| What you will do |
Please retype exactly the lines from the one containing "Where can the dark" through the end of the records, leaving out the pictures.

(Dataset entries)
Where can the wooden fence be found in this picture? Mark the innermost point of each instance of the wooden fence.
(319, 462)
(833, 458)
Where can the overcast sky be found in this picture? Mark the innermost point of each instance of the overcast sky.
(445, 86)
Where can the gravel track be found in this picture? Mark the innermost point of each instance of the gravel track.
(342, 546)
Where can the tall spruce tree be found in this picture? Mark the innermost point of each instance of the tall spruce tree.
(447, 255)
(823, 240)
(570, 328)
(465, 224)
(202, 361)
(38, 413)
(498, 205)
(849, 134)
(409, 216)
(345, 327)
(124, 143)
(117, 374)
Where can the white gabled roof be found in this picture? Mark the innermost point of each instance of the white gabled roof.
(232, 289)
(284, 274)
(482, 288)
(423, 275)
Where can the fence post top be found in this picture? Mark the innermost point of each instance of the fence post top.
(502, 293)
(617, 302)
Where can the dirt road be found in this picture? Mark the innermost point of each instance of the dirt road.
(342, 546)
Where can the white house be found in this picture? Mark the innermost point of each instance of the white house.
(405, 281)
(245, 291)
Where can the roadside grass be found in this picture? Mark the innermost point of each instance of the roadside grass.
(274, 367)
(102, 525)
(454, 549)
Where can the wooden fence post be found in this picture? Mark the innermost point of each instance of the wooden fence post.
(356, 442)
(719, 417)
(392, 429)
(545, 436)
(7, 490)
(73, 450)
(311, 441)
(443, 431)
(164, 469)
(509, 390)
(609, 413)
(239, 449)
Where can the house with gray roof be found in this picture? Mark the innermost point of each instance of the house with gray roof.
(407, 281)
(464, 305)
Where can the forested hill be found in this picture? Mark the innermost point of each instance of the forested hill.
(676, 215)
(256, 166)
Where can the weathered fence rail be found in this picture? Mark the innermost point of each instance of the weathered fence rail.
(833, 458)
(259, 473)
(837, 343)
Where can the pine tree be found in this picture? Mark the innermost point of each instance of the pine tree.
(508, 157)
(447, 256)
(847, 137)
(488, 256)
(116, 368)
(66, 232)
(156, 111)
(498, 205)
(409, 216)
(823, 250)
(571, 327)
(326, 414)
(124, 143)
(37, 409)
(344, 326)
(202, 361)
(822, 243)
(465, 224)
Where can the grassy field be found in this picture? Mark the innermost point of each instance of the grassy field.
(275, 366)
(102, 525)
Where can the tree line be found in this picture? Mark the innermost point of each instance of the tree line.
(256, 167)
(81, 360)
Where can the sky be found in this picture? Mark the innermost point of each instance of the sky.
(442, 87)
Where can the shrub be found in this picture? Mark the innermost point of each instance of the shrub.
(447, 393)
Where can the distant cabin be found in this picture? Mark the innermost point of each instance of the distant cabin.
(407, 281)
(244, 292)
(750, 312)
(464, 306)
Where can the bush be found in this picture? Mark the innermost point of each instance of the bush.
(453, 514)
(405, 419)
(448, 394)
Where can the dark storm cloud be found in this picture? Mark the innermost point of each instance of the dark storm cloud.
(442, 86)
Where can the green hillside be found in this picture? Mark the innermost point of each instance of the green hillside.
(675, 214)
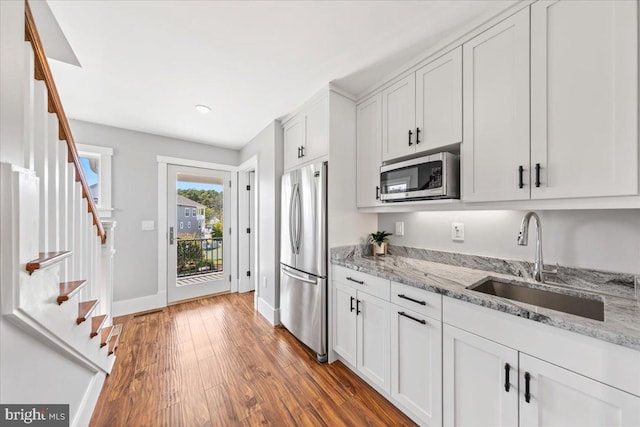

| Exercise solution |
Where can the dark storm cloud be found in this picture? Mark the innermost point of each instance of the dark storm cloud.
(442, 86)
Where can the green hillside be found in this picture? Mark the innermost point of each instance of the green hillside.
(675, 214)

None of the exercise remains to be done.